◆ WHAT IS REQUIRED ◆
From the records below, print exactly the lines starting at the one containing "find the dark pants" and ending at the one containing "find the red jacket", ends included, and nothing else.

[Referring expression data]
=== Section Start ===
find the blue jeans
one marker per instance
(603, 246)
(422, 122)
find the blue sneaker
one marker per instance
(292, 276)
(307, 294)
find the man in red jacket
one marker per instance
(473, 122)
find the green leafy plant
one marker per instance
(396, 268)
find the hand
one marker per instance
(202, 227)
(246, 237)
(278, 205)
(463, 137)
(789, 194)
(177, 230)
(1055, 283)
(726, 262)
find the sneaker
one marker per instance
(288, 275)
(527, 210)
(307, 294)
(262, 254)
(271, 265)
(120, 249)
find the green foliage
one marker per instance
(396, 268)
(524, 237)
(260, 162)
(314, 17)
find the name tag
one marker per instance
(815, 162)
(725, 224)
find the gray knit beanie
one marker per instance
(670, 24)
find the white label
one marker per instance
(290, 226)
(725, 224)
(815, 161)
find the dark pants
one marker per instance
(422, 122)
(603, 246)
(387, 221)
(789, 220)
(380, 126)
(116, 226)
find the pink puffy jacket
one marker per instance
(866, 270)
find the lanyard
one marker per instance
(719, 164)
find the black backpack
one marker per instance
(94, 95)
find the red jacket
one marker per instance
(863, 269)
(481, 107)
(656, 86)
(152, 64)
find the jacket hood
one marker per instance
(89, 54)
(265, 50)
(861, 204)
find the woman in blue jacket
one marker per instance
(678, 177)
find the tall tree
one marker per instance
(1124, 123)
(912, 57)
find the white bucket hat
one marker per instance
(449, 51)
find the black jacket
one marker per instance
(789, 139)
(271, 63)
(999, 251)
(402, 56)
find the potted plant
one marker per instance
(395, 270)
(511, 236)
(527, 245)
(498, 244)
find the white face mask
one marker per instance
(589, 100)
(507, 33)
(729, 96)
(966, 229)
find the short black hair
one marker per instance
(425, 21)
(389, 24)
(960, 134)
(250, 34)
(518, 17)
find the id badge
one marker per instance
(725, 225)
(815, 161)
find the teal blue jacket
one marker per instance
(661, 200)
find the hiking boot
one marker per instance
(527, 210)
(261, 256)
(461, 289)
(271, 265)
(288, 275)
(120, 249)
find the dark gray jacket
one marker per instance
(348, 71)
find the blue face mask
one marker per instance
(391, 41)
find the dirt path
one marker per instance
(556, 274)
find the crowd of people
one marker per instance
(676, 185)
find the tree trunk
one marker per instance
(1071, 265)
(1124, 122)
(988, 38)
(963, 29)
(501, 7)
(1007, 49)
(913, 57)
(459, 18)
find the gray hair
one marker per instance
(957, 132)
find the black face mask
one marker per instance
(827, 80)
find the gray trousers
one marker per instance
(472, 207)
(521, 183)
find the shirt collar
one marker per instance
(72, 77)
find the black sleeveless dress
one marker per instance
=== Section End ===
◆ EXERCISE OUTPUT ◆
find the dark pants
one marker per instance
(422, 122)
(603, 246)
(387, 221)
(789, 220)
(380, 126)
(116, 226)
find the pink puffy jacket
one marker per instance
(866, 270)
find the lanyard
one marker per instance
(719, 164)
find the black backpack
one marker per instance
(94, 95)
find the red jacket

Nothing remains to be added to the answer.